Dataset items about object locations
▼

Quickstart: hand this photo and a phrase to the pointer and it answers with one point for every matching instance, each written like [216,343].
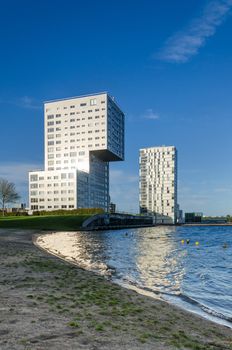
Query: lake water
[158,261]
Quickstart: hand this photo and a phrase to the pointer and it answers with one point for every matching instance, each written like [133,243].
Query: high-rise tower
[158,183]
[81,136]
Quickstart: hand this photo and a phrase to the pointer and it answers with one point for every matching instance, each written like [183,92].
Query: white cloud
[149,114]
[28,103]
[183,45]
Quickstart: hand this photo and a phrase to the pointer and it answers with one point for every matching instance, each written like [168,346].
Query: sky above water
[168,65]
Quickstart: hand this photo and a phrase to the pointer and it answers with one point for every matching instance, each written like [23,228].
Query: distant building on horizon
[158,183]
[193,217]
[81,136]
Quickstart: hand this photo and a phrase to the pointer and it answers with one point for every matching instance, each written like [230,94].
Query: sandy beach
[47,303]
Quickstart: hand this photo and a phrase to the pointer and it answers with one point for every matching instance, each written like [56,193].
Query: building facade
[158,183]
[81,136]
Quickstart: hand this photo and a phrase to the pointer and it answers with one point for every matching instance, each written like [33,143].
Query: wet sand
[47,303]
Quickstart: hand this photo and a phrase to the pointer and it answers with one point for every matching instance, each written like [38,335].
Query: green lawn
[56,222]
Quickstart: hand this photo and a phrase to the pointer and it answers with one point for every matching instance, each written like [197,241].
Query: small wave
[162,294]
[204,307]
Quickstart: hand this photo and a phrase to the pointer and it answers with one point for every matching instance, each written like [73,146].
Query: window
[50,129]
[93,101]
[34,177]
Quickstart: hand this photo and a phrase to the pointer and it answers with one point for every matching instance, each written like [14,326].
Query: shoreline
[171,300]
[48,303]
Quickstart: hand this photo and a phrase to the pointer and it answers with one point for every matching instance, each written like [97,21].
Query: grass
[56,222]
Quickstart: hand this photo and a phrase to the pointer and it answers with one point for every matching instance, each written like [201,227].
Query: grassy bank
[49,304]
[56,222]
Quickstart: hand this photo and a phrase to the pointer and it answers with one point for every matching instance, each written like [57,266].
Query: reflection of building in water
[82,135]
[158,183]
[158,261]
[80,248]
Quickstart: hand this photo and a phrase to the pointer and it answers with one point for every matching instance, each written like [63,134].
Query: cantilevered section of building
[81,136]
[158,183]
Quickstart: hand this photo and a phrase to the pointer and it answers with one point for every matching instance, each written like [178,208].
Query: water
[155,261]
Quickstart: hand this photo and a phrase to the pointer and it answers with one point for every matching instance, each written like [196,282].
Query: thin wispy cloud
[149,114]
[180,47]
[23,102]
[28,103]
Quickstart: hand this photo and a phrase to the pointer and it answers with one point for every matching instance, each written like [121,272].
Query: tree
[8,194]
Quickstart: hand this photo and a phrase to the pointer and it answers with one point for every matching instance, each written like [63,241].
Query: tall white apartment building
[158,183]
[81,136]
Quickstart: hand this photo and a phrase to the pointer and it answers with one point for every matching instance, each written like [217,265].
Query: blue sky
[168,64]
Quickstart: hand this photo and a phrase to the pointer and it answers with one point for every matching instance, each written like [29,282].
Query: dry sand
[46,303]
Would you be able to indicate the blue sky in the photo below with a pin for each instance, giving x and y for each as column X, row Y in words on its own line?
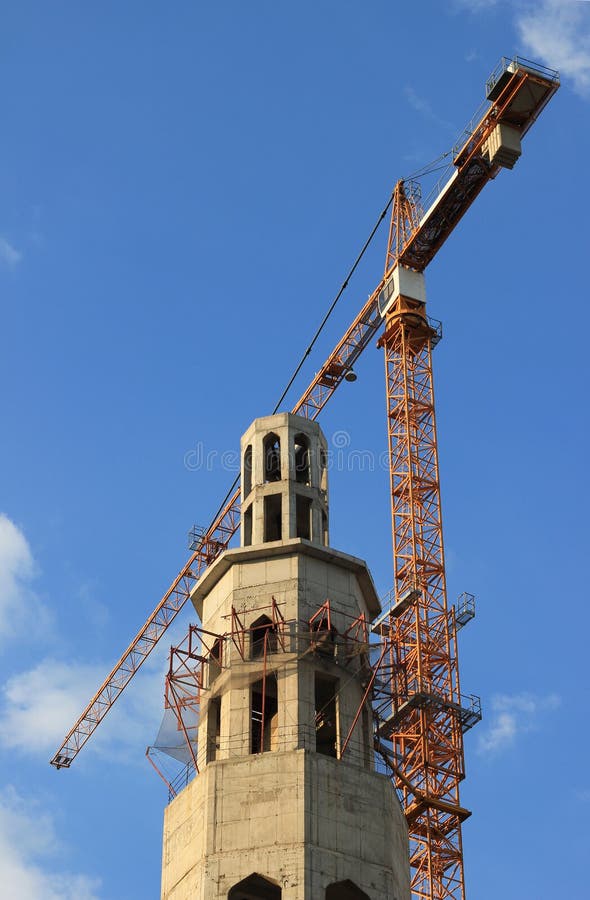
column 184, row 186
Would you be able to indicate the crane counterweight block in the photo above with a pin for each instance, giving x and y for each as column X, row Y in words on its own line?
column 424, row 744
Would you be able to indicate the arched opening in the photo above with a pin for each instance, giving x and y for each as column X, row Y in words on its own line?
column 248, row 526
column 247, row 486
column 272, row 458
column 255, row 887
column 215, row 660
column 326, row 715
column 213, row 728
column 260, row 631
column 273, row 517
column 302, row 463
column 345, row 890
column 265, row 716
column 303, row 517
column 323, row 470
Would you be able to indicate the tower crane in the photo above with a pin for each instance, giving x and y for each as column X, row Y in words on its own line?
column 427, row 713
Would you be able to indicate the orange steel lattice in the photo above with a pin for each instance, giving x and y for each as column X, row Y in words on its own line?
column 423, row 727
column 415, row 684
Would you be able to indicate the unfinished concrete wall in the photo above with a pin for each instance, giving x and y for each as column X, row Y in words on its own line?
column 287, row 789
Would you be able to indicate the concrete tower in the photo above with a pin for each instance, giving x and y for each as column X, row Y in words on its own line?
column 287, row 804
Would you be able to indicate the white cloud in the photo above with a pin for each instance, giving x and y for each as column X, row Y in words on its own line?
column 9, row 255
column 513, row 715
column 29, row 850
column 475, row 5
column 40, row 705
column 557, row 32
column 20, row 607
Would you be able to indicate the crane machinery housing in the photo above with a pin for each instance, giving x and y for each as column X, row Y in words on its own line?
column 421, row 714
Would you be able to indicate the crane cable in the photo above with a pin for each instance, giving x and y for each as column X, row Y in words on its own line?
column 419, row 173
column 317, row 334
column 334, row 302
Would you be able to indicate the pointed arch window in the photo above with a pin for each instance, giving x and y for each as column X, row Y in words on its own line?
column 272, row 458
column 302, row 459
column 255, row 887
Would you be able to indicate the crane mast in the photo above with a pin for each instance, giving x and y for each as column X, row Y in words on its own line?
column 423, row 714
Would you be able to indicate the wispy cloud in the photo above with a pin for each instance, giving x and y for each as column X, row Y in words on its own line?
column 422, row 106
column 513, row 715
column 475, row 5
column 20, row 607
column 557, row 32
column 30, row 855
column 9, row 255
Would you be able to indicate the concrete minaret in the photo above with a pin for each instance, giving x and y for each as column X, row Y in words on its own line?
column 287, row 804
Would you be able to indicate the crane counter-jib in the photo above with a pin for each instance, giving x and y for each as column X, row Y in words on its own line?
column 518, row 93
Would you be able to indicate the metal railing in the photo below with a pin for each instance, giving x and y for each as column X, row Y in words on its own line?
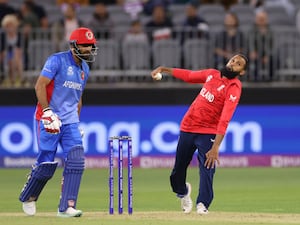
column 272, row 58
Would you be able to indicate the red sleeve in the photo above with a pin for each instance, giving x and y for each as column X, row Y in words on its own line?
column 232, row 99
column 191, row 76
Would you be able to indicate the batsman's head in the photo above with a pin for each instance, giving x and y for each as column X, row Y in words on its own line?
column 236, row 66
column 83, row 44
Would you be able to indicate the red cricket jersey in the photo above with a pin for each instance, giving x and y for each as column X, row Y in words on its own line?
column 214, row 106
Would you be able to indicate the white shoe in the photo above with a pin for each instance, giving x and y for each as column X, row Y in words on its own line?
column 201, row 209
column 70, row 212
column 186, row 201
column 29, row 208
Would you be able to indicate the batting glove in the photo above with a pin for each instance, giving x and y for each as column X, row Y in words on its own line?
column 51, row 121
column 81, row 132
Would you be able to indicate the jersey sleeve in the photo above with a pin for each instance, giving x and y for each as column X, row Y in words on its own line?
column 51, row 67
column 232, row 99
column 190, row 76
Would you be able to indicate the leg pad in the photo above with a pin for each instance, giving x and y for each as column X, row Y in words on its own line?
column 37, row 180
column 74, row 167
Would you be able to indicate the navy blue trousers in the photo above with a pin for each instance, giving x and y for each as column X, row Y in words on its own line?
column 188, row 143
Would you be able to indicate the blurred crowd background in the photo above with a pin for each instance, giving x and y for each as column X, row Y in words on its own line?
column 135, row 36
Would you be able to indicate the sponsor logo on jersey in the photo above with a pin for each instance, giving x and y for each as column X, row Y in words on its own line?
column 70, row 71
column 207, row 95
column 232, row 98
column 72, row 85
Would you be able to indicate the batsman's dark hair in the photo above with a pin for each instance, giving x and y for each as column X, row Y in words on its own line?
column 246, row 60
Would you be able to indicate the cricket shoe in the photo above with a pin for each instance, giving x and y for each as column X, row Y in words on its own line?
column 29, row 208
column 70, row 212
column 201, row 209
column 186, row 201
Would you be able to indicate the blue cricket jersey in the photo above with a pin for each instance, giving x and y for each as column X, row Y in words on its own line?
column 68, row 80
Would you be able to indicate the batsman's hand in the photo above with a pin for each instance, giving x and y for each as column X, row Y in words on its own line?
column 51, row 121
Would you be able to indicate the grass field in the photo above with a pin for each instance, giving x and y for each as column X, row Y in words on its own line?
column 242, row 196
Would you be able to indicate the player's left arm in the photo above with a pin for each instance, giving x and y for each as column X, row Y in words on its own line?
column 231, row 101
column 79, row 106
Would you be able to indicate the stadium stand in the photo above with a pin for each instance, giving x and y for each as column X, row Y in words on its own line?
column 116, row 60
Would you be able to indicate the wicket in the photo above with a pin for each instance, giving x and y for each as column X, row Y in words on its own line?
column 120, row 140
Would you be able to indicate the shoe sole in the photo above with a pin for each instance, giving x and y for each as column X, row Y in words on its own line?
column 63, row 215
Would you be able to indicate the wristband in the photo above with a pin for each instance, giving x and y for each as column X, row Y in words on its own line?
column 46, row 109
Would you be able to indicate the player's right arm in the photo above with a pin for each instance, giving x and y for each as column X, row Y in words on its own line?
column 41, row 91
column 189, row 76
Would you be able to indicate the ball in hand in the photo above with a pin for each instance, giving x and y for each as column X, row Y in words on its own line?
column 158, row 76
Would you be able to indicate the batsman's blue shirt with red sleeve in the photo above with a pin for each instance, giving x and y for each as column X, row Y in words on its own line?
column 68, row 80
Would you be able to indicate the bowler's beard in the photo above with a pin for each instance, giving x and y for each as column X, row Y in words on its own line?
column 227, row 72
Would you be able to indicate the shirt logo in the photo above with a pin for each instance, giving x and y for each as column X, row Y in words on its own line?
column 232, row 98
column 209, row 77
column 221, row 87
column 207, row 95
column 70, row 71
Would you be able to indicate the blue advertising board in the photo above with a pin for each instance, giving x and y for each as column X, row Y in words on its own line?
column 154, row 129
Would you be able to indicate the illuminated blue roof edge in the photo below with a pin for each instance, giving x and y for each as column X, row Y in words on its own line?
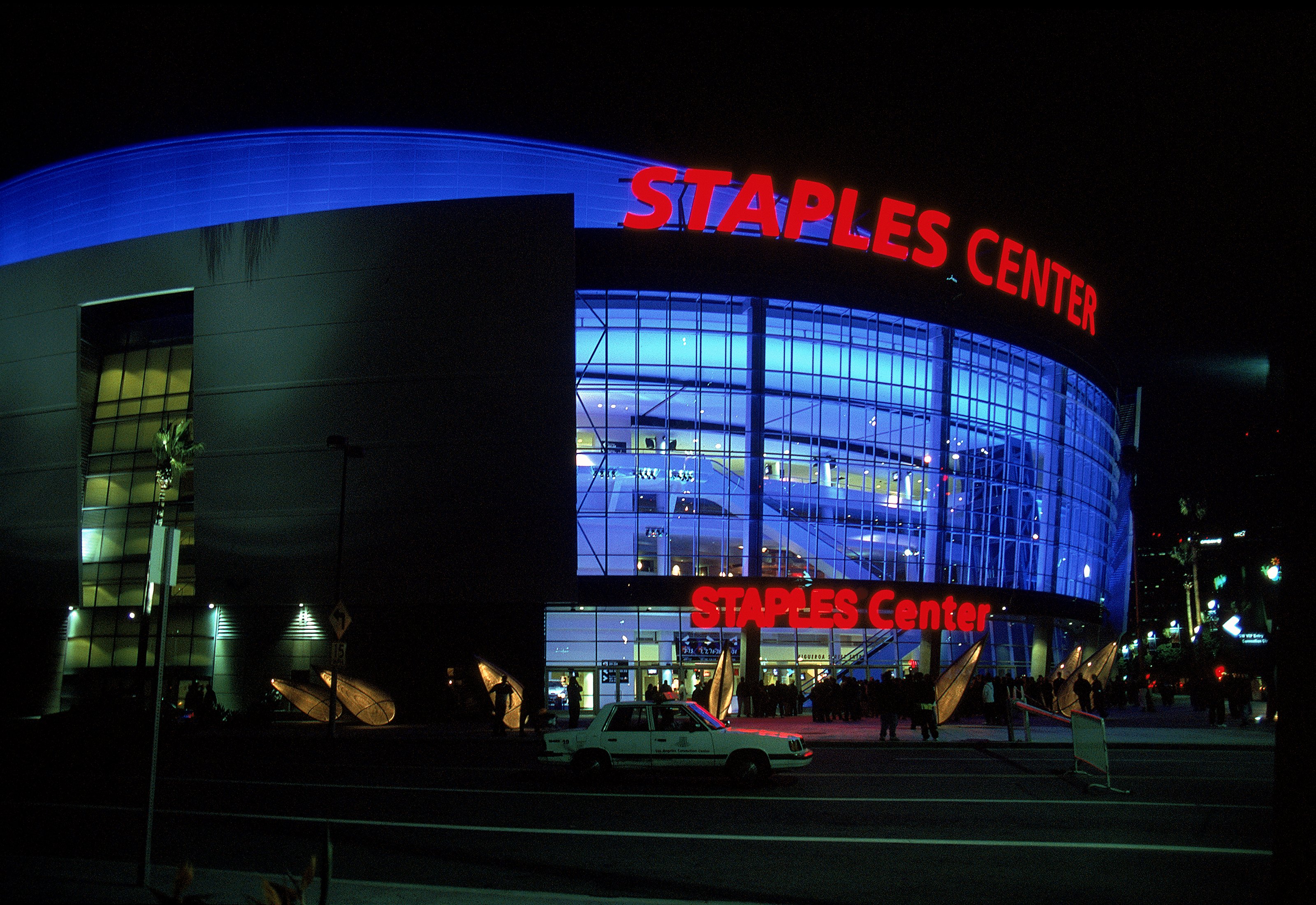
column 203, row 181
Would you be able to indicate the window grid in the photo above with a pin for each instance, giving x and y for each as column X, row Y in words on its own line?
column 893, row 449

▲

▸ **Stated exercise**: Please update the part of the items that opens with the line containing "Would you be able to indicate the jersey" and closes with the line containing "column 74, row 167" by changing "leg pad" to "shin guard", with all else left as it is. Return only those lines.

▸ **In response**:
Would you be able to indicate the jersey sleeve in the photo above with a pin for each instance, giving x and y for each as column X, row Y in words on its own line?
column 51, row 67
column 232, row 99
column 190, row 76
Would you be able to indicate the shin guard in the photo above with a pin for each instance, giving x and y for each as column X, row Y in words on its own line?
column 37, row 180
column 74, row 167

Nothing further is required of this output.